* Study text:
--- START ---

Actually, Mark, my ATS has been acting up lately, so I appreciate the tip.
It appears that a clueless male author has mouthed off about women being genetically incapable of producing "serious" fiction. Here from yesterday's The Book Standard is another depressing article about sexism in literary circles:
Genteel? Or bloody? That distinction between two sub-genres of mystery books—“cozies” and “hard-boiled”—may determine who wins the Edgar Award for Best Novel tonight. And the outcome could go to the heart of a debate within the industry: Are female mystery-writers—most often the authors of the more non-threatening, proper cozies—even worthy of the award? Otto Penzler, dean of mystery-writing in America, says no.
Hmm. Is anybody else out there thinking it's time to elect a new dean of mystery writing?
“The women who write [cozies] stop the action to go shopping, create a recipe, or take care of cats,” he says. “Cozies are not serious literature. They don’t deserve to win. Men take [writing] more seriously as art. Men labor over a book to make it literature...."

--- END ---

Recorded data
--- START ---

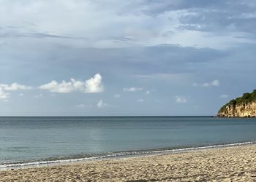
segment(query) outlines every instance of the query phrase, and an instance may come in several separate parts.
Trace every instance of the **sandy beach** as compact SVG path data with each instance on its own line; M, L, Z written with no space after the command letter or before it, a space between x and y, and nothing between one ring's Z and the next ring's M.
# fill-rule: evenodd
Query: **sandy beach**
M0 171L0 181L256 181L256 145Z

--- END ---

* Directions:
a) In the post on sexism in mystery writing, list the activities for which, according to the quoted remark, the women who write cozies stop the action.
b) Continue the post on sexism in mystery writing from the point where it stops.
The items in the recorded data are separate material and are not part of the post on sexism in mystery writing.

* Per-task answers:
a)
- going shopping
- creating a recipe
- taking care of cats

b)
And there you have it, folks. Cozy mysteries are not serious literature. We know that because they aren't bathed in blood and peppered with profanities. And women don't take writing seriously, the dean says. Although he really should cut us some slack. He has no idea how difficult it is to squeeze an hour of dabbling at the writing desk in between a hair appointment and lunch with the girls.
It's almost as funny as it is annoying that Mr. Penzler appears to believe that what my husband lovingly refers to as "slash and dash" books are by their very nature more "literary" than cozy mysteries. That's as stupid as insisting chocolate-almond ice cream is better than rum-raisin. It isn't better, it's just different. True, some brands are better than others. But it's the brand that's better, not the type of ice cream.
I'd like to point out that Mr. Penzler is a member of the sex that thinks flatulence jokes and burping the alphabet are clever. So I can only roll my eyes when he and his belly-scratching friends write gore heavily laced with profanity and then crow about being literary giants. Maybe some of them are. But if they are, it's not because their work fits neatly into a certain subgenre; it's the writing. Mr. Penzler has made himself look foolish by suggesting otherwise. And he is foolish if he honestly believes men are by nature more talented or more "serious" writers than women.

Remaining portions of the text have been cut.